[REQUIRED TASKS]:
- a) Repeat word for word the part of the oil spill reform passage starting with "2. Restructure the" and going on through "overseeing lease sales and royalty collections.".
- b) Say whether each statement agrees with the oil spill reform passage. Answer yes or no and quote the words that decide it.
(i) Current law caps a leaseholder's spill liability at $75 million.
(ii) S.3309 would place the $10 billion liability on oil company executives and shareholders.
(iii) One proposed solution would move workplace and rig safety rules to OSHA.
- c) Take the oil spill reform passage further, picking up after its final sentence.

[PASSAGE]:
'''

With today’s Senate hearing including witnesses from the three companies involved in the Gulf of Mexico oil disaster BP, Transocean and Haliburton – it is important to focus on needed reforms going forward:

1. Your Spill, Your Bill: H.R.5214, the Big Oil Bailout Prevention Act (and its Senate companion S.3305), would increase the liability of a deepwater leaseholders responsible for an oil spill to $10 billion – up from the paltry $75 million under current law. This current law cap can be exceeded if caused by “gross negligence or willful misconduct” – standards that can take years to prove, delaying payments to victims. Importantly, this legislation would retroactively apply to this current disaster. It is important to note the difference between these bills and the one introduced by Sen. Lisa Murkowski (S.3309). Murkowski, who hails from the oil-producing state of Alaska, proposes increasing liability for spills to $10 billion – but rather than expose oil company executives and shareholders to that liability (as HR5214 does), S.3309 instead asks consumers to pony up the $10 billion by increasing the 8 cent-per-barrel tax on both domestically produced and imported oil to 9 cents.

2. Restructure the Regulator. The Minerals Management Service has structural schizophrenia: On one hand the agency must act as a cheerleader for oil drilling, as it’s responsible for delivering tons of cash to the treasury from lease sales and royalty collections. But on the other hand, MMS is asked to protect the environment and workers by being a tough independent enforcer of safety rules. This split-personality causes internal problems that are not necessarily the fault of the agency’s hardworking civil servants. One solution would be to spin off the agency’s environmental regs to the EPA, the workplace/rig safety rules to OSHA and let the agency retain its functions of overseeing lease sales and royalty collections.

'''

[STORED RECORDS]:
'''

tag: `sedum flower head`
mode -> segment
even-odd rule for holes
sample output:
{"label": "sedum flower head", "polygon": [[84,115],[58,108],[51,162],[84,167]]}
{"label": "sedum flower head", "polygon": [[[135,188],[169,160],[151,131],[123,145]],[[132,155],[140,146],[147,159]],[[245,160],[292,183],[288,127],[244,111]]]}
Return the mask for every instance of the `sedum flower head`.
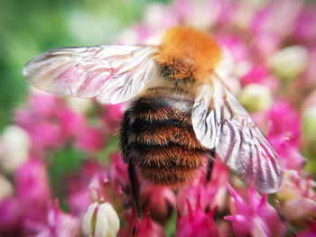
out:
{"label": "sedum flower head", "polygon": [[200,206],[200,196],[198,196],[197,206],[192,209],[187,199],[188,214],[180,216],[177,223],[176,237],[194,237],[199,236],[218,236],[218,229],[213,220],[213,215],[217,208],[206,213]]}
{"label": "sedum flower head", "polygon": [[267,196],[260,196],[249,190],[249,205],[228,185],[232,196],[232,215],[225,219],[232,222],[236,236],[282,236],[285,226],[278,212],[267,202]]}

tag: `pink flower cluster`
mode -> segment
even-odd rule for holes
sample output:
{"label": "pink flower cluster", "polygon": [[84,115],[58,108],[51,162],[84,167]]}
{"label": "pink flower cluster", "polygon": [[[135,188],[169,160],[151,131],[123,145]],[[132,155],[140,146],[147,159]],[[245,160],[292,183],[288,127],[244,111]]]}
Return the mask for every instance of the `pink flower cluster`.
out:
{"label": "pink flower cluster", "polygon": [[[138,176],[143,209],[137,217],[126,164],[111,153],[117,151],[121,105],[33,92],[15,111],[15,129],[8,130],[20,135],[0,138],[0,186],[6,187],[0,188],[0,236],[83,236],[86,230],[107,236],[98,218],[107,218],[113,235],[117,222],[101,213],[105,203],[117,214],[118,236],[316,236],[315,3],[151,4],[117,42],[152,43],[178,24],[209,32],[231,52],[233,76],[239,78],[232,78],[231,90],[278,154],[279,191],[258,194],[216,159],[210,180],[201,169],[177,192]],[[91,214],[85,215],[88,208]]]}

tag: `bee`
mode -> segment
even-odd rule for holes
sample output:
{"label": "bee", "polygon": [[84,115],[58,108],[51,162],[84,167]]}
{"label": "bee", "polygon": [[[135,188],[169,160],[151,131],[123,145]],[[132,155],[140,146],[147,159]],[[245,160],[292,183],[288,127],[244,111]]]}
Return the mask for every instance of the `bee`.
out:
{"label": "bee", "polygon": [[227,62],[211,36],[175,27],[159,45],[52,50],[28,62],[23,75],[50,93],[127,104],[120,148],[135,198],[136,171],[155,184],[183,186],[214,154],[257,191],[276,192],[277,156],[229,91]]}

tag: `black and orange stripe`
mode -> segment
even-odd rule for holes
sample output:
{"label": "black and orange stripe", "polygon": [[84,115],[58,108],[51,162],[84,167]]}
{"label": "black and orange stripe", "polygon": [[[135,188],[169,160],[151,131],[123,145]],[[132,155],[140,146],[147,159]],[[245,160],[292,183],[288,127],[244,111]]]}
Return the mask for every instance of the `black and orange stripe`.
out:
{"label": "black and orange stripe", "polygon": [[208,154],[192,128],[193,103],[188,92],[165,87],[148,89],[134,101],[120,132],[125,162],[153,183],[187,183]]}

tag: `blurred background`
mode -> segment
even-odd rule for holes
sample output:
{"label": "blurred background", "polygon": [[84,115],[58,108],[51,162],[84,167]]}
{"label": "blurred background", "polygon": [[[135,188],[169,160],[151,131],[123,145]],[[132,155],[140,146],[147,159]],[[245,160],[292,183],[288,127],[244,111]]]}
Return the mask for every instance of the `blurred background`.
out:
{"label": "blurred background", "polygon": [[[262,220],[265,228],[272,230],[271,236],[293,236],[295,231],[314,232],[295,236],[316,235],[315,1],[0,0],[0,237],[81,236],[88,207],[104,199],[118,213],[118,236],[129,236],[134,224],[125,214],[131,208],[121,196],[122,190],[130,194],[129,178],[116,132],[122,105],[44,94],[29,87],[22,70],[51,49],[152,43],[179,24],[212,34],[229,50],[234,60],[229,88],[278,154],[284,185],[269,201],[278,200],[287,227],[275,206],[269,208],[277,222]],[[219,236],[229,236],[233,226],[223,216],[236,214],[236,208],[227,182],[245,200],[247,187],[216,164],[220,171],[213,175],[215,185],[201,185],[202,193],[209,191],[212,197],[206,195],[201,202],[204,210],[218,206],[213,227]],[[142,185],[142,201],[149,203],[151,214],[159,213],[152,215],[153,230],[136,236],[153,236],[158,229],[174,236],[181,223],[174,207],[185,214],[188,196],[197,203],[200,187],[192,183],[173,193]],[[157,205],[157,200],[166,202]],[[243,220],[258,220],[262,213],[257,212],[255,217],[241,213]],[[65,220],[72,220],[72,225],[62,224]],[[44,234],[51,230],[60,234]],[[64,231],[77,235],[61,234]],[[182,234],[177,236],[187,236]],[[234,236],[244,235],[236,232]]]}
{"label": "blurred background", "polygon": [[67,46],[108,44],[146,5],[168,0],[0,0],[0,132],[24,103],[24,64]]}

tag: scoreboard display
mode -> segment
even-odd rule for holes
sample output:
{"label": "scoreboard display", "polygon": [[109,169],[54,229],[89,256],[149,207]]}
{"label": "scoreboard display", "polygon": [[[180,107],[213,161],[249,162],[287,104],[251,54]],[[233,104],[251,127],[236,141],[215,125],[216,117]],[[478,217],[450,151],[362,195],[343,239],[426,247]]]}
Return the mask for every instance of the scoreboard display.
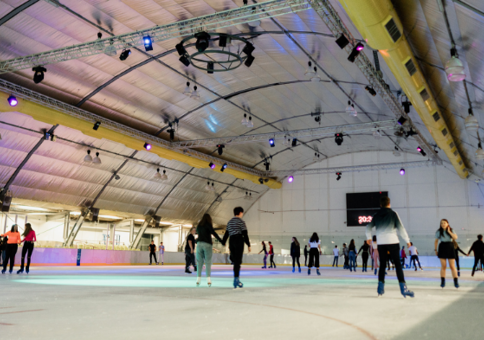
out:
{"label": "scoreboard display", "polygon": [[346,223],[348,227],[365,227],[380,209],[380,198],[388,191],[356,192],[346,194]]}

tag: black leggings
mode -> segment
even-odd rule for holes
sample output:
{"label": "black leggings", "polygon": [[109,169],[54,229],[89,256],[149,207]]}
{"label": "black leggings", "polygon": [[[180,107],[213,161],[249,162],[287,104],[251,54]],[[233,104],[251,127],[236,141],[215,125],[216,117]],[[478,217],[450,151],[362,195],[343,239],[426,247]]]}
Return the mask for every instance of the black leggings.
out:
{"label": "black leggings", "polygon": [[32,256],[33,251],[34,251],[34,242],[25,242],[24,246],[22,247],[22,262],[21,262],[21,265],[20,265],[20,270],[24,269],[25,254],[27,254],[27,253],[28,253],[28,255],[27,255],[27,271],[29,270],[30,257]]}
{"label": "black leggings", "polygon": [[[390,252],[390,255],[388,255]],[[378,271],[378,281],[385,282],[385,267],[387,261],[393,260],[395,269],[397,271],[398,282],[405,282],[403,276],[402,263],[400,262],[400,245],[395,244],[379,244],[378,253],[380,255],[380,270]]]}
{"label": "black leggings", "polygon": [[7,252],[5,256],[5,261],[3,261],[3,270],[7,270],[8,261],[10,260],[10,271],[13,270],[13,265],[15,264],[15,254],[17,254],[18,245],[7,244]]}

'''

[RESULTS OF THE TASKS]:
- a)
2. Restructure the Regulator. The Minerals Management Service has structural schizophrenia: On one hand the agency must act as a cheerleader for oil drilling, as it’s responsible for delivering tons of cash to the treasury from lease sales and royalty collections. But on the other hand, MMS is asked to protect the environment and workers by being a tough independent enforcer of safety rules. This split-personality causes internal problems that are not necessarily the fault of the agency’s hardworking civil servants. One solution would be to spin off the agency’s environmental regs to the EPA, the workplace/rig safety rules to OSHA and let the agency retain its functions of overseeing lease sales and royalty collections.

- b)
(i) Yes: "up from the paltry $75 million under current law"
(ii) No: "S.3309 instead asks consumers to pony up the $10 billion by increasing the 8 cent-per-barrel tax on both domestically produced and imported oil to 9 cents"
(iii) Yes: "the workplace/rig safety rules to OSHA"

- c)
3. Safety First. Regulations that would have required emergency backup blowout prevention (BOP) valves that could be controlled acoustically – as they do in Norway and Brazil – were swatted away by Big Oil. In March 2000, MMS released a safety alert that concluded that “the MMS considers a backup BOP actuation system to be an essential component of a deepwater drilling system and, therefore, expects [outer continental shelf] operators to have reliable back-up systems for actuating the BOP . . .” But MMS never adopted formal regs requiring such backup BOPs. Indeed, in March 2003, a consultant hired by MMS concluded that MANDATING such acoustic controls would be “very costly” – see page 40 of 86 of the .pdf. Oil companies should be required to spend the $500,000 that such acoustic BOPs cost. These deepwater operations ain’t your daddy’s oil well – operating in 5,000 feet of water and drilling down an additional 20,000+ feet, these wells are encountering enormous pressure and dangers, and safety regulations haven’t kept pace.

4. Hold Big Oil Accountable. Whether it’s ensuring that oil companies pay their fair share of royalties and taxes, or taking companies to task for routinely violating U.S. laws, if BP and its partners are found to have negligently caused this disaster, we can’t be satisfied with another financial slap on the wrist. We need to consider permanent sanctions – whether that’s denying oil companies access to lucrative leases, keeping them from securing federal contracts or revoking their corporate charters – all options need to be on the table to send a clear message to corporations that criminal misconduct will not be tolerated. 

5. Ban New Drilling. We should make permanent a ban on new offshore drilling, leasing and permitting  until a full investigation into the causes of the Gulf of Mexico disaster has been completed.